**INFORMATION SHOWN:**
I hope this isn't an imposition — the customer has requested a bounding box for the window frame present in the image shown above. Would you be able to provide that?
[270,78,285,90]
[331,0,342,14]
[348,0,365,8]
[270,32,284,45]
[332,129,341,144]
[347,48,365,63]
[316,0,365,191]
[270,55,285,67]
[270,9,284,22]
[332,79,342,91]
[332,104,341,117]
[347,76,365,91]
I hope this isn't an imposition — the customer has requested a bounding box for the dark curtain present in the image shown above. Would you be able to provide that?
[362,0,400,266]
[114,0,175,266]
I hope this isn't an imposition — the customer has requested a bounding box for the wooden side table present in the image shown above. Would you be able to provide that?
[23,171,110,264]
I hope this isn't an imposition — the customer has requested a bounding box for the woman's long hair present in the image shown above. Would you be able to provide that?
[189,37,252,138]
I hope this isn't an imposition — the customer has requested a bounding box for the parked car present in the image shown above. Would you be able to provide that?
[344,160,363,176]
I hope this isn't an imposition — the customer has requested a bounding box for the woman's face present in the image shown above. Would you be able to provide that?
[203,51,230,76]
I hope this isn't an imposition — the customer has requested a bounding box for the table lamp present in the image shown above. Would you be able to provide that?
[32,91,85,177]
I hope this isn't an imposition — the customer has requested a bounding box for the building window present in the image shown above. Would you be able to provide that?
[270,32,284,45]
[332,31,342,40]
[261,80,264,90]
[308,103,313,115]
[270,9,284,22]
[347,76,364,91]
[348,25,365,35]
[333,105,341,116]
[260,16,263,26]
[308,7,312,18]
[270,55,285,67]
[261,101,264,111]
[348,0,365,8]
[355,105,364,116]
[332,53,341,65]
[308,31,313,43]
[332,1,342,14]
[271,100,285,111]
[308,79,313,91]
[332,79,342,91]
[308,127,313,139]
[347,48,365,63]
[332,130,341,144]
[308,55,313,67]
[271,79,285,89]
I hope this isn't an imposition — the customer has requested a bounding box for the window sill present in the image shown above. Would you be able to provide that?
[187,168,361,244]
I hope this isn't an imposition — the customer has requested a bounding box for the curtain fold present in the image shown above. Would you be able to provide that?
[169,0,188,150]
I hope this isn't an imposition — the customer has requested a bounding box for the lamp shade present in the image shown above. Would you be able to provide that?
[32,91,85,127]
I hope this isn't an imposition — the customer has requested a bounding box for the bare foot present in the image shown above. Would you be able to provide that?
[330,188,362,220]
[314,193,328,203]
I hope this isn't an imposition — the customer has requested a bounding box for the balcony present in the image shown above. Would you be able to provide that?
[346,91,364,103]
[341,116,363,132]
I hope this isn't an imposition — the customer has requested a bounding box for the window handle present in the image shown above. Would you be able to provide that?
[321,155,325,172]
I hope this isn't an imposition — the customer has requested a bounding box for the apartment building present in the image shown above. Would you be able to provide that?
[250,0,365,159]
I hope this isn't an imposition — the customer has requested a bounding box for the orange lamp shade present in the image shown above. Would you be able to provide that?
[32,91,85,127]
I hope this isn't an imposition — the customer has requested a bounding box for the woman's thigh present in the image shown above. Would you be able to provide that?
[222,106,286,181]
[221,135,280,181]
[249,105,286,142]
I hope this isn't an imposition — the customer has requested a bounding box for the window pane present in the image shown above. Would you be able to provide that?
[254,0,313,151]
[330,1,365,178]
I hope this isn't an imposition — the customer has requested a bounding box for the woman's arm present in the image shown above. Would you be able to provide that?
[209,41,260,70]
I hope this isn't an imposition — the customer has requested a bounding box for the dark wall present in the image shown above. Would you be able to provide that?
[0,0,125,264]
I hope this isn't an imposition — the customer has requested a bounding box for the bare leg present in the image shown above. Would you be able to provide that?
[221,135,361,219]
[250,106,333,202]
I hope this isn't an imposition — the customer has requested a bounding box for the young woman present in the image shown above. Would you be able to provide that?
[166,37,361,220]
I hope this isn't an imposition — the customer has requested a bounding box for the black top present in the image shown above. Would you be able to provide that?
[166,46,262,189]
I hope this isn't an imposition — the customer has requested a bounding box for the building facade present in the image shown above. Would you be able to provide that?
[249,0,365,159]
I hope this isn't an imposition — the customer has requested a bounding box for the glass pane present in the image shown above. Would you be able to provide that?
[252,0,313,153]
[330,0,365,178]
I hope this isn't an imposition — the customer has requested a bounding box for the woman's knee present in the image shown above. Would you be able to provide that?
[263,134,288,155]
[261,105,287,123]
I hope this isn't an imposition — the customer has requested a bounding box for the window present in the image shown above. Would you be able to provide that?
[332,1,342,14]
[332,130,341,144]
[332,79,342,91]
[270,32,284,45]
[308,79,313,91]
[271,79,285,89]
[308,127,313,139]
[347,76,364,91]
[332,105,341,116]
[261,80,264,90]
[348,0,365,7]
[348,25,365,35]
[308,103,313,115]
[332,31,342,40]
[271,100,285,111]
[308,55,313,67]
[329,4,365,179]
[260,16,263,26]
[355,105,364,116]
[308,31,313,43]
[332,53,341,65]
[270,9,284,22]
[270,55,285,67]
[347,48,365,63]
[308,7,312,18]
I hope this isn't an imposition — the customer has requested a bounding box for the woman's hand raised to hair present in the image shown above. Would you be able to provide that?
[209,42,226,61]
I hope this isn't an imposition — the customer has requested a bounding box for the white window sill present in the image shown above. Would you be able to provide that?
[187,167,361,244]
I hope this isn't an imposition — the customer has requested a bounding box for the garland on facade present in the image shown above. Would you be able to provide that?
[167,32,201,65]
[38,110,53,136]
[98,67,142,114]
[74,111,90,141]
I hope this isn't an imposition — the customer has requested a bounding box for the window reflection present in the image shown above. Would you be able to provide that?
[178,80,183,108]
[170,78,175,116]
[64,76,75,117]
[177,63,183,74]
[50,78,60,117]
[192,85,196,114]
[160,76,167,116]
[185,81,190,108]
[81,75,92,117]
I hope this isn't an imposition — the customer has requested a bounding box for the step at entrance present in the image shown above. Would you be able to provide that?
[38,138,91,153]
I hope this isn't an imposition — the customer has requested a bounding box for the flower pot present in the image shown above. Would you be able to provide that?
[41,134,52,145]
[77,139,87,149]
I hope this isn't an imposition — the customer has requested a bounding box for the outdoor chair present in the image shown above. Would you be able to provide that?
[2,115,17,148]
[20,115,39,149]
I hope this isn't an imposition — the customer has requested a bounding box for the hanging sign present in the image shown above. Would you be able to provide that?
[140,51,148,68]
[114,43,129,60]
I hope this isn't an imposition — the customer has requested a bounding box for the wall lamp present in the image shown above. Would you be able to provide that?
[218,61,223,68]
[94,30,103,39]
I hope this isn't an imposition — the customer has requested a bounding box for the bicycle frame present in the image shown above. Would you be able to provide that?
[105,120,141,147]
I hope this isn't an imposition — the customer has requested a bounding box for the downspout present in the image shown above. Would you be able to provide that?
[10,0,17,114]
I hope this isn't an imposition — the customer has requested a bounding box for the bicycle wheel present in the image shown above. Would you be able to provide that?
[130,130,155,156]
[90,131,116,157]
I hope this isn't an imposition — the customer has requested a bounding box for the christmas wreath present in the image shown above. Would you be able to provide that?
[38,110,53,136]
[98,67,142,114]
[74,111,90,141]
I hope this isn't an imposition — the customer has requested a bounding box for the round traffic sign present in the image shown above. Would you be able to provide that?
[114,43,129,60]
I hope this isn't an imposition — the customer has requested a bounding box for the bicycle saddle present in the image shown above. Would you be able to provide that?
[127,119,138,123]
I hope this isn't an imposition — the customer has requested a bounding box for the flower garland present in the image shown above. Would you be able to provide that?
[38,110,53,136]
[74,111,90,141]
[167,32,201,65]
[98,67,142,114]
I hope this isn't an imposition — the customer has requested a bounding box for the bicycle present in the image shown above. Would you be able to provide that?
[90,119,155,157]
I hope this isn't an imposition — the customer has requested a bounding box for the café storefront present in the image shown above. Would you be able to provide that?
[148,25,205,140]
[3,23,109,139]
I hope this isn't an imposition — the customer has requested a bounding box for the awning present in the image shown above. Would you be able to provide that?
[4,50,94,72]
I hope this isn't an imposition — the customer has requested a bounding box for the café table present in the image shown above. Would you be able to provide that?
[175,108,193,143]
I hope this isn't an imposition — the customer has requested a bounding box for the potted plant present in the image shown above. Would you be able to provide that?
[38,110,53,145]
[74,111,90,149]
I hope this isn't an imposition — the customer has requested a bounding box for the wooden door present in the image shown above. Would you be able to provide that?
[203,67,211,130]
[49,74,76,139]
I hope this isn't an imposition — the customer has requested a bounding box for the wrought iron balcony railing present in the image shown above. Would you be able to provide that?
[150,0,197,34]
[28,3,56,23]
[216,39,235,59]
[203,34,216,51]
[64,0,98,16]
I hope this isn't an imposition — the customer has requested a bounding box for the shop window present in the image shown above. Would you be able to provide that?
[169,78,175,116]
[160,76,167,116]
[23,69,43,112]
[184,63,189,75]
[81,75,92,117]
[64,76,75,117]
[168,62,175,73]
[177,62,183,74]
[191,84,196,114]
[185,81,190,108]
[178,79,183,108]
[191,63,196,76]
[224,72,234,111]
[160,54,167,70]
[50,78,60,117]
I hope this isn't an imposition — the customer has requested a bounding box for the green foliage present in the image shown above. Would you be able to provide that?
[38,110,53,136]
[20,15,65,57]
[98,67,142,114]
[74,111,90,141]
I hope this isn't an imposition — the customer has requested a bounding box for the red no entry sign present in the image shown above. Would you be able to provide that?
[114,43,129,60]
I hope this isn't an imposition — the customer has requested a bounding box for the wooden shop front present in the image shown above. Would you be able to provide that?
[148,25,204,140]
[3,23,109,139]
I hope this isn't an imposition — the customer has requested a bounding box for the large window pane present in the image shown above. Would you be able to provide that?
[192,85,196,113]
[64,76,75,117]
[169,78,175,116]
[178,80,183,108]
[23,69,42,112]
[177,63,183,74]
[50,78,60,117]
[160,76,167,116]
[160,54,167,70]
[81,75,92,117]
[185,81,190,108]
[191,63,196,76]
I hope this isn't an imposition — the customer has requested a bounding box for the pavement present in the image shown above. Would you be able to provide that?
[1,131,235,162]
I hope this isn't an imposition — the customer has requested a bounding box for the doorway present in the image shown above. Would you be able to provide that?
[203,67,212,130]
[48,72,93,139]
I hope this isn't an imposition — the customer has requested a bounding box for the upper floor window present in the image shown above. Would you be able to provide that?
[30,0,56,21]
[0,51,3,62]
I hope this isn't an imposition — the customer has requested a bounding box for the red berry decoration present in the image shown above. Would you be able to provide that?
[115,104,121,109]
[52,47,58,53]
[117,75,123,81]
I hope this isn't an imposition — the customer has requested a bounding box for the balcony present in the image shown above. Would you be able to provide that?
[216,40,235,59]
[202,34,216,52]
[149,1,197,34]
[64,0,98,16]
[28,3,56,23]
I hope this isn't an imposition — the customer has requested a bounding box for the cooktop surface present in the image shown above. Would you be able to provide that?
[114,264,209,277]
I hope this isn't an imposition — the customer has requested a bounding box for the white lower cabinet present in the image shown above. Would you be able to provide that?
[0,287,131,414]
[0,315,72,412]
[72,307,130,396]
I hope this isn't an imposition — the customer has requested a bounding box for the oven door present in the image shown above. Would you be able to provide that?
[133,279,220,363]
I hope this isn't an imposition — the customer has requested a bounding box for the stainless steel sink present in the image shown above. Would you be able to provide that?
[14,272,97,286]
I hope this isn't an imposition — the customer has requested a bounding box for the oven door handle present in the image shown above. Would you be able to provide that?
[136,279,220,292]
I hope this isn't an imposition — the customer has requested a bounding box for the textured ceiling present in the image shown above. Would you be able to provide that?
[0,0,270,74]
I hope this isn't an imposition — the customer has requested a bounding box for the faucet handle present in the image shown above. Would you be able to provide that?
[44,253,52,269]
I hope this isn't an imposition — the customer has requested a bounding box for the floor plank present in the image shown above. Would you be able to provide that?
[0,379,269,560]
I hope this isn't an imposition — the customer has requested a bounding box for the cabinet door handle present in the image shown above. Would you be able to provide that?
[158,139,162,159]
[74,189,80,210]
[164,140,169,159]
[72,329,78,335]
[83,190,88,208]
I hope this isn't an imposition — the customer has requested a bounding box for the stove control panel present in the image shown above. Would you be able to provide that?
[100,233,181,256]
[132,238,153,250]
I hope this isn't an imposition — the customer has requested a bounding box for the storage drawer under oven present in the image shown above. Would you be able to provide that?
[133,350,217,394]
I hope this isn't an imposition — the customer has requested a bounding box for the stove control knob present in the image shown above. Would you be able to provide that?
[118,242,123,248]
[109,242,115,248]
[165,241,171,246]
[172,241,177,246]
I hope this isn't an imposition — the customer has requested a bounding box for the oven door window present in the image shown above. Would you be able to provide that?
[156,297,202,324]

**TASK DETAILS:** Please restate word for word only the lines from the one with "for the faucet" through the final line of the listing above, both of them included.

**REPLY:**
I hope this isn't an imposition — the customer has requested a bounding box for the faucet handle present in the image shown above. Would you be able to provide that?
[44,253,52,269]
I hope this isn't an imposition — the customer has requested a bounding box for the floor plank present in the image shown above. Would you be able to provide that?
[0,379,269,560]
I hope this isn't an imposition — the customer has requested a bounding box for the cabinet door handle present in the image shown above. Would you be able to provide that?
[158,139,162,159]
[74,189,80,210]
[164,140,169,159]
[72,329,78,335]
[83,190,88,208]
I hope this isn't an imposition — the customer has requested a bounding box for the stove control panel present in the image shown above. Would you be able to provide that?
[100,233,181,256]
[132,238,153,250]
I hope this isn't an imposition — the customer has requested a bounding box for the storage drawer under oven present in the image shown above. Would you be able to provide that?
[133,350,217,394]
I hope this isn't an imposition — the customer has requested a bounding box for the stove control knob present in the image shown above. Would you be able to provide that?
[118,242,123,248]
[109,242,115,248]
[165,241,171,246]
[172,241,177,246]
I hope this isn't an imposition — the customer has requested a bounding box for the oven door window present in the image shown above. Would you be able to provide that?
[156,297,202,324]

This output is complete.